Incubus is not only a great band, but also a word dating to the 1100s, referring to a demon that comes in the night and has sex with a woman as she sleeps. (A succubus is the accompanying demon for men… interestingly, that word dates to 1350, so men didn’t get their nightly visits for another couple centuries.)

For today’s selection from the Malleus Maleficarum, the famous witch hunting bible from 1400s Germany, we will look at a passage about incubi (plural of incubus). This section deals with whether incubi are visible to bystanders, or if they do their nocturnal pleasuring invisibly:

But with regard to any bystanders, the witches themselves have often been seen lying on their backs in the fields or the woods, naked up to the very navel, and it has been apparent from the disposition of those limbs and members which pertain to the venereal act and orgasm, as also from the agitation of their legs and thighs, that, all invisibly to the bystanders, they have been copulating with Incubus devils; yet sometimes, howbeit this is rare, at the end of the act a very black vapour, of about the stature of a man, rises up into the air from the witch.
════════
- Required task A -
Translate this sentence from the piece on incubi into Spanish: "For today’s selection from the Malleus Maleficarum, the famous witch hunting bible from 1400s Germany, we will look at a passage about incubi (plural of incubus)."
- Required task B -
According to the piece on incubi, what year does the word "succubus" date to?
- Required task C -
Pick up the piece on incubi and the Malleus Maleficarum after its final sentence and keep writing.

[Data entries]
════════
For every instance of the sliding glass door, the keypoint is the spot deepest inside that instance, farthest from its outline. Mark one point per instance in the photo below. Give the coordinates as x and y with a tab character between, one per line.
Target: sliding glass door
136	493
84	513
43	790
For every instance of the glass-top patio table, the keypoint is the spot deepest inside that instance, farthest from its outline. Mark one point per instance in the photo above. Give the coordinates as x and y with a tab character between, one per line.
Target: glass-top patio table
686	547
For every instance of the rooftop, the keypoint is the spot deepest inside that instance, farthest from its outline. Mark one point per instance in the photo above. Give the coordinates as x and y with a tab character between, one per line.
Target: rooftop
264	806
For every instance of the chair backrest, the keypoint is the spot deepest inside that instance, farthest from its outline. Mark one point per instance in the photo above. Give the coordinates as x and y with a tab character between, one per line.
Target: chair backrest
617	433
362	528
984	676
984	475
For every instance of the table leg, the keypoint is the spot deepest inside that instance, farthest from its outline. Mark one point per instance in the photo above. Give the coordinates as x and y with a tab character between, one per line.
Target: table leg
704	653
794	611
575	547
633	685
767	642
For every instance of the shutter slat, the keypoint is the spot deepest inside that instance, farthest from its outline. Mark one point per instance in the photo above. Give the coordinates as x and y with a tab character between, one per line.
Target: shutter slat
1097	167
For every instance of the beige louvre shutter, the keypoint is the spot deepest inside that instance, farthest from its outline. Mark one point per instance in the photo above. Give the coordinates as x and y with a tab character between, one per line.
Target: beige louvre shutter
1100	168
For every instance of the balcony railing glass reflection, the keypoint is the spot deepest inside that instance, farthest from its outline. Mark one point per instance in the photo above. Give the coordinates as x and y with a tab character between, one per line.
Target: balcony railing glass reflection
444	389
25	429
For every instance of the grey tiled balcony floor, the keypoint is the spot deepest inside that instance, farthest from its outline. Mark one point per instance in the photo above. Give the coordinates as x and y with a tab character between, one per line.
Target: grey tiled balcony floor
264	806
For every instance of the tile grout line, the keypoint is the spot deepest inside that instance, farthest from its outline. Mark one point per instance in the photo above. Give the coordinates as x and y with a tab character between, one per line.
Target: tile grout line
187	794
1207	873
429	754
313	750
════════
- Written reply A -
Para la selección de hoy del Malleus Maleficarum, la famosa biblia de la caza de brujas de la Alemania del siglo XV, veremos un pasaje sobre los incubi (plural de incubus).

- Written reply B -
1350

- Written reply C -
But true to the contradictory, irrational nature of the Malleus, a paragraph later the authors state that incubi are sometimes visible:

It is certain also that the following has happened. Husbands have actually seen Incubus devils swiving their wives, although they have thought that they were not devils but men. And when they have taken up a weapon and tried to run them through, the devil has suddenly disappeared, making himself invisible. And then their wives have thrown their arms around them, although they have sometimes been hurt, and railed at their husbands, mocking them, and asking them if they had eyes, or whether they were possessed of devils.

In my novel The Witch’s Trinity, I did not include accusations of incubus visitations. However, there is one moment where my character Güde reflects that the cat sitting on her chest is similar to an incubus.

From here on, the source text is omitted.